-------- Passage provided

Keeping You in the Loop of Changes

Hunting Season is in full swing and you finally just a couple days ago read the first post from us since this spring! There is a reason for that. So many different and new experiences as well as all of the twists and turns that life throws us all are a part of the reason, of course. The biggest truth is that I simply allowed it all to overwhelm me.

“Never Complain, Never Explain” is a quote I heard when I first began working to bring Pioneer Outfitters online. For the most part, I live this way pretty well. With lots of other pieces of this that, granted, but for the most part it works well.

This post is different in a major way than any that I have offered you over the last 4.5 years. For months now, I have debated with myself over sharing with you these changes and keeping you in the loop as well as just not. After all, they really don’t have a major effect on Pioneer Outfitters or what you might expect of Pioneer Outfitters… or do they? So, I have decided to “keep it simple, stupid” and stick to the promise of just sharing with you, my way and keeping you in that loop of changes.

So many of you know me, or at least know of me. As Alaska Chick, Pioneer Outfitters Manager, Master Guide Terry Overly’s right hand/ assistant/ helper/ daughter, Zach and Bella’s Momma and of course that cranky chick who bosses everyone around. However you might know a piece of me; like you, I am so much more than any one description can do justice to.

Alaska Chick and Bella

Over the last year, an important truth became clear to me as a Mother. I will not be able to continue home schooling my youngest child here in Chisana and that means returning to having two homes so that she will be able to benefit from public school. We will be returning to Tok (110 miles North) at the end of our (Pioneer Outfitters) 2015 Fall Hunting Season.

This decision, as you might be able to imagine, has caused all kinds and flavors of unrest, worry and even resentment. There are a few definite advantages to be acknowledged for me moving back into Tok. The biggest advantage is of course for my children. I miss my 16.5 year old, Zachariah, who has been living with his Daddy and attending school in Tok for the last couple of years and my little girl Bella deeply needs little friends of her own that a town environment can offer.

As for Pioneer Outfitters and our own team and crew, there are also advantages to having one of us located where we can help logistically and when needed without infringing on other people’s busy lives and schedules. And yes, I will continue to be one of Pioneer Outfitters guides.

The terrible truth and drama of this decision however is without an airplane moving my family’s household and belongings is very difficult. Another problem is that even being watched over by trusted family, our home in Tok has suffered greatly in the years we have lived in Chisana. It is all well and right to trust in God and His guiding hands and paths laid out for us except that it feels also that I am forced to accept and trust in others as well who may not have our best interests at heart.

----------------
-------- Data

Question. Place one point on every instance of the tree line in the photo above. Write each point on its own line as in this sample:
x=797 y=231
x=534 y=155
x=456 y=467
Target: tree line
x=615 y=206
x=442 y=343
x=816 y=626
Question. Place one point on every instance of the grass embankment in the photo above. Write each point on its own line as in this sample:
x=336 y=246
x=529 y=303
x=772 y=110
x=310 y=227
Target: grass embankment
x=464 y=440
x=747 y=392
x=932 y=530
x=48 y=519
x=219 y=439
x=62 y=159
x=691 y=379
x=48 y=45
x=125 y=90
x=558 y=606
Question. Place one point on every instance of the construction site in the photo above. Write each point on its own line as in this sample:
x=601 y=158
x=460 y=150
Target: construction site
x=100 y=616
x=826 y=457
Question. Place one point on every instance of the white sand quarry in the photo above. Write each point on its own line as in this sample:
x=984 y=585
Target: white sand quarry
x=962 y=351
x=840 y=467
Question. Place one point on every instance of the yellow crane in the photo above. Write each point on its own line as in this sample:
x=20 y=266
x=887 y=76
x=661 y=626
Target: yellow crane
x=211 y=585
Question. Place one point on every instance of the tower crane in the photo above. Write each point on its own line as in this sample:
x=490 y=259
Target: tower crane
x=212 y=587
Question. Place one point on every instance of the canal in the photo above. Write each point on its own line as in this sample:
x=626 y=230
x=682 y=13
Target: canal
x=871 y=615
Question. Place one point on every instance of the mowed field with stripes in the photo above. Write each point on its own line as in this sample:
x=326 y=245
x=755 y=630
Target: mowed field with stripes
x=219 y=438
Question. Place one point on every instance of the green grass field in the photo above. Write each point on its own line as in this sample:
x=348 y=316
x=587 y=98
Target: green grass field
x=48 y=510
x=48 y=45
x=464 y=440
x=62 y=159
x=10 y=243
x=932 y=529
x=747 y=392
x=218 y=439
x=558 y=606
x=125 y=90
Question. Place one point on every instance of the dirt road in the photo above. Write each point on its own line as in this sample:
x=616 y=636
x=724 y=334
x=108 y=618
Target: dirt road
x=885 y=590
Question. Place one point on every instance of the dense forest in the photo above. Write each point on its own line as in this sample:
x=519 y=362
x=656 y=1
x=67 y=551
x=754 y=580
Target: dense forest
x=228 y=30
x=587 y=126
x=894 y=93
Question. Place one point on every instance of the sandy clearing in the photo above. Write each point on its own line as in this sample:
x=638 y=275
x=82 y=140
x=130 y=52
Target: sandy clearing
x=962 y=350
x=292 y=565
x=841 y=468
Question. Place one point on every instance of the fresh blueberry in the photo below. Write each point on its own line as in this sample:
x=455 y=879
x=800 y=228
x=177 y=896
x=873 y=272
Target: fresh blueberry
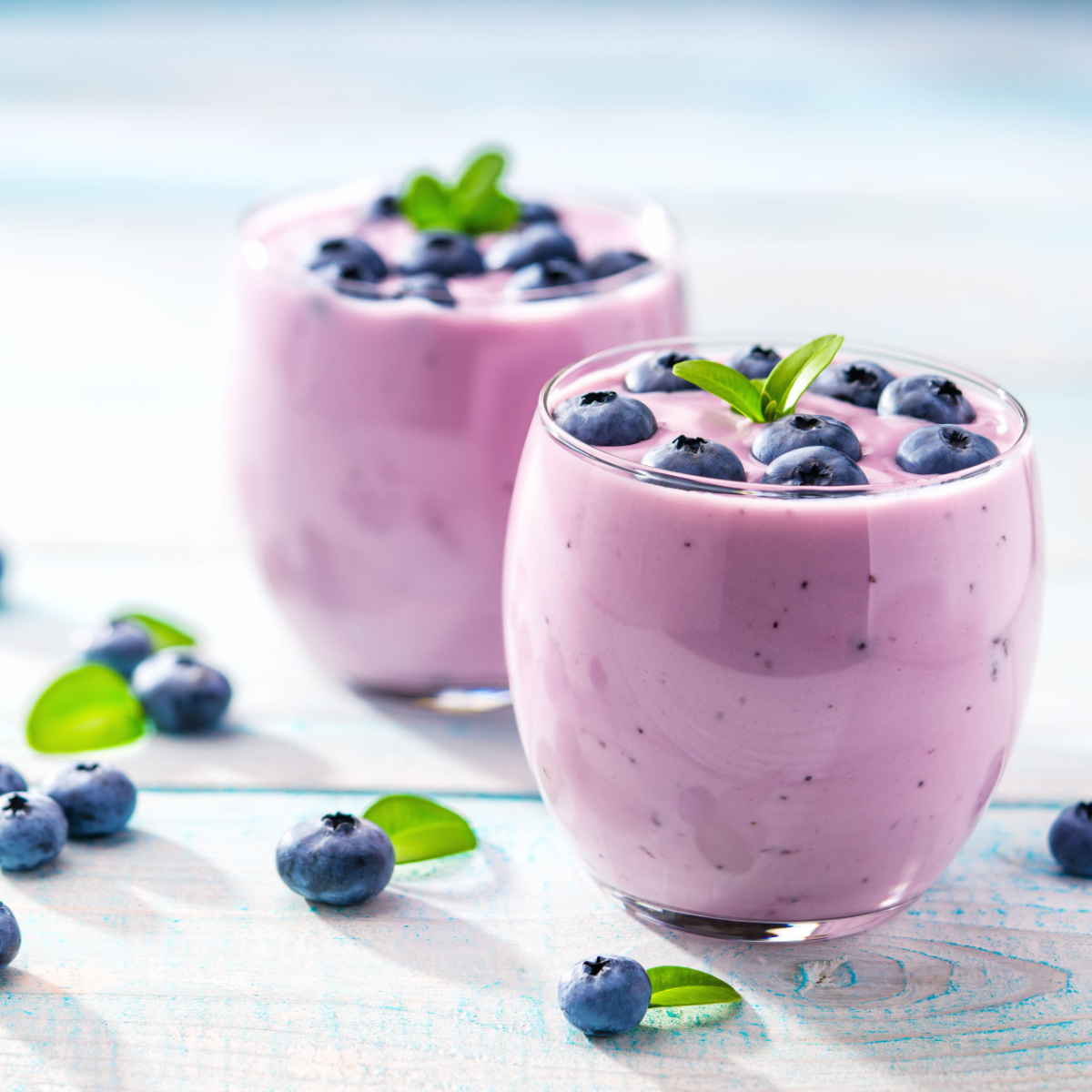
x=805 y=430
x=652 y=371
x=605 y=996
x=11 y=780
x=614 y=261
x=754 y=363
x=1070 y=839
x=539 y=243
x=96 y=797
x=814 y=467
x=447 y=254
x=606 y=419
x=430 y=287
x=120 y=644
x=338 y=858
x=692 y=454
x=860 y=383
x=33 y=829
x=931 y=398
x=10 y=937
x=942 y=449
x=179 y=693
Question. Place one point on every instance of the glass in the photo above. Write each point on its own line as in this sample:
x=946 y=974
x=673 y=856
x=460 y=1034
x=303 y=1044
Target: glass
x=763 y=713
x=377 y=440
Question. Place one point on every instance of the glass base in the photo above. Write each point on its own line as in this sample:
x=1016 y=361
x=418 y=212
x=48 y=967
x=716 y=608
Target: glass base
x=723 y=928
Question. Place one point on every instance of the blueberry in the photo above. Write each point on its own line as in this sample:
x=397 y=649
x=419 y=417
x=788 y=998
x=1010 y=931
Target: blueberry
x=614 y=261
x=447 y=254
x=860 y=383
x=96 y=797
x=535 y=244
x=605 y=996
x=805 y=430
x=692 y=454
x=931 y=398
x=754 y=363
x=10 y=937
x=652 y=371
x=338 y=858
x=942 y=449
x=120 y=644
x=1070 y=839
x=816 y=465
x=11 y=780
x=606 y=419
x=33 y=829
x=430 y=287
x=179 y=693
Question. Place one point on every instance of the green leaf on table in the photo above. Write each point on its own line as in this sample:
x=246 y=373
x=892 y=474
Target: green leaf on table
x=420 y=829
x=681 y=986
x=164 y=636
x=86 y=709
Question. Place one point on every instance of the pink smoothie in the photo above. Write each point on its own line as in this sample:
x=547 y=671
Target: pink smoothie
x=378 y=440
x=748 y=705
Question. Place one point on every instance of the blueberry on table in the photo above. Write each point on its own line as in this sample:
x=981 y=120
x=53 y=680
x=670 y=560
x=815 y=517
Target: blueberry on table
x=605 y=996
x=805 y=430
x=339 y=858
x=814 y=467
x=860 y=383
x=931 y=398
x=692 y=454
x=33 y=829
x=96 y=797
x=652 y=371
x=606 y=419
x=942 y=449
x=179 y=693
x=447 y=254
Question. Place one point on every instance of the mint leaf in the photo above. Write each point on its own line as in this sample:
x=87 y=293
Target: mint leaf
x=86 y=709
x=681 y=986
x=420 y=829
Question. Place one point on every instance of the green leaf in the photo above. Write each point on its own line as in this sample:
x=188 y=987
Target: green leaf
x=681 y=986
x=420 y=829
x=164 y=636
x=725 y=382
x=86 y=709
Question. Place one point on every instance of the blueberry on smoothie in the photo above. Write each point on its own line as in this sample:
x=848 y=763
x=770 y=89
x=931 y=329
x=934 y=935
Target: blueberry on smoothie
x=33 y=829
x=339 y=860
x=942 y=449
x=606 y=419
x=693 y=454
x=1070 y=839
x=860 y=383
x=814 y=467
x=447 y=254
x=652 y=371
x=605 y=996
x=96 y=797
x=805 y=430
x=539 y=243
x=931 y=398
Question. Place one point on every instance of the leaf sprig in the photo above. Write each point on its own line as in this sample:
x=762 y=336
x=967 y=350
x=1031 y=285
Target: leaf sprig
x=474 y=205
x=764 y=399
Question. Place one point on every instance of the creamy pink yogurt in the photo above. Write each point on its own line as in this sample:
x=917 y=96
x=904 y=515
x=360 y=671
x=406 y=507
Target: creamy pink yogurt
x=378 y=440
x=753 y=707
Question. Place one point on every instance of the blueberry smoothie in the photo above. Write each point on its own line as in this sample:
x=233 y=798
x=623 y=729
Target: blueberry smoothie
x=769 y=672
x=388 y=374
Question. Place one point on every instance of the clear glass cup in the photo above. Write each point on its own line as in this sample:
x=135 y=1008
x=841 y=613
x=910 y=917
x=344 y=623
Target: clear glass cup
x=377 y=440
x=762 y=713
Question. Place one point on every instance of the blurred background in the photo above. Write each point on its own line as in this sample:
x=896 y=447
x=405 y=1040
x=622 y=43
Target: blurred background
x=913 y=174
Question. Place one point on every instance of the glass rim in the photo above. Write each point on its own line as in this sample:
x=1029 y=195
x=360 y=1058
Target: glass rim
x=674 y=480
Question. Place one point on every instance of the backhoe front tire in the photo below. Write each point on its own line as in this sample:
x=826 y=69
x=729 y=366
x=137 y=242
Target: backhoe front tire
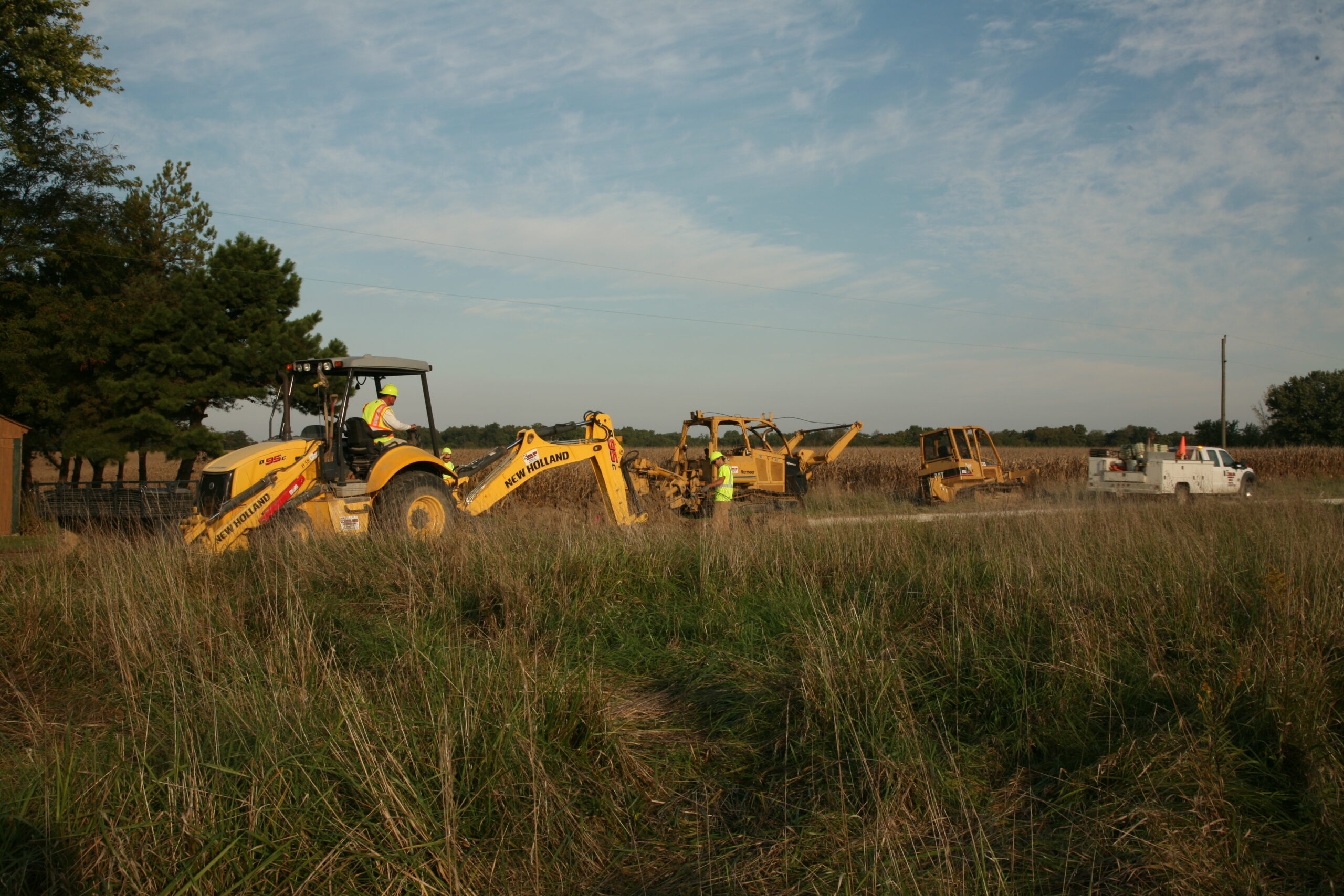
x=416 y=504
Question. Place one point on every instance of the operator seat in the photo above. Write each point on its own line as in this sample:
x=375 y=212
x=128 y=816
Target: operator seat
x=361 y=448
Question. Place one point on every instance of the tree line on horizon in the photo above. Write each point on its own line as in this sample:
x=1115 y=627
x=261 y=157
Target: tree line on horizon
x=123 y=321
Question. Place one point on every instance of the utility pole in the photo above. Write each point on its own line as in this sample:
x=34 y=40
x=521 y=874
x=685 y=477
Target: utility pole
x=1222 y=416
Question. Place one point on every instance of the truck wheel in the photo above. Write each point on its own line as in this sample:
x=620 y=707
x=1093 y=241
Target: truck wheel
x=414 y=503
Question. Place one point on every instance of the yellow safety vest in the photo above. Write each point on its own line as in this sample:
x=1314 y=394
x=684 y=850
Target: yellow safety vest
x=374 y=413
x=723 y=492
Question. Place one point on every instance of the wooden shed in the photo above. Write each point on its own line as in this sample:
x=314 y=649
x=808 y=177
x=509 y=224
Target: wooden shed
x=11 y=473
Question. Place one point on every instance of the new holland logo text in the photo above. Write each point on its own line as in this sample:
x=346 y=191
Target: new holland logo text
x=243 y=518
x=536 y=465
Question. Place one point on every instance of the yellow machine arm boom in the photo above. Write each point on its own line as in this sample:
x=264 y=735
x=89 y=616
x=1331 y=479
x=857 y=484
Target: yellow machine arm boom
x=533 y=453
x=243 y=513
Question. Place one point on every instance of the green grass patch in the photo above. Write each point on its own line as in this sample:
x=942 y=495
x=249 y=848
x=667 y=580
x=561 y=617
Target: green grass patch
x=1129 y=698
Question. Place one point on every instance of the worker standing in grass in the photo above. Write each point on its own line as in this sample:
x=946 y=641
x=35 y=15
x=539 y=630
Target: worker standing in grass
x=722 y=489
x=381 y=419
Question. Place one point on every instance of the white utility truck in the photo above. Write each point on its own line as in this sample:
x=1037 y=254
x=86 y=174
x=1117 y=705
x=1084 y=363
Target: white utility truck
x=1156 y=469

----------------

Goals
a - Repeat a passage of the Pioneer Outfitters post word for word, beginning at the words "This post is" and stopping after "do justice to.".
b - In the Pioneer Outfitters post, the sentence starting "As Alaska Chick" gives several descriptions that readers might know the writer by. List each one.

Solutions to the problems
a -
This post is different in a major way than any that I have offered you over the last 4.5 years. For months now, I have debated with myself over sharing with you these changes and keeping you in the loop as well as just not. After all, they really don’t have a major effect on Pioneer Outfitters or what you might expect of Pioneer Outfitters… or do they? So, I have decided to “keep it simple, stupid” and stick to the promise of just sharing with you, my way and keeping you in that loop of changes.

So many of you know me, or at least know of me. As Alaska Chick, Pioneer Outfitters Manager, Master Guide Terry Overly’s right hand/ assistant/ helper/ daughter, Zach and Bella’s Momma and of course that cranky chick who bosses everyone around. However you might know a piece of me; like you, I am so much more than any one description can do justice to.

b -
- Alaska Chick
- Pioneer Outfitters Manager
- Master Guide Terry Overly's right hand/ assistant/ helper/ daughter
- Zach and Bella's Momma
- that cranky chick who bosses everyone around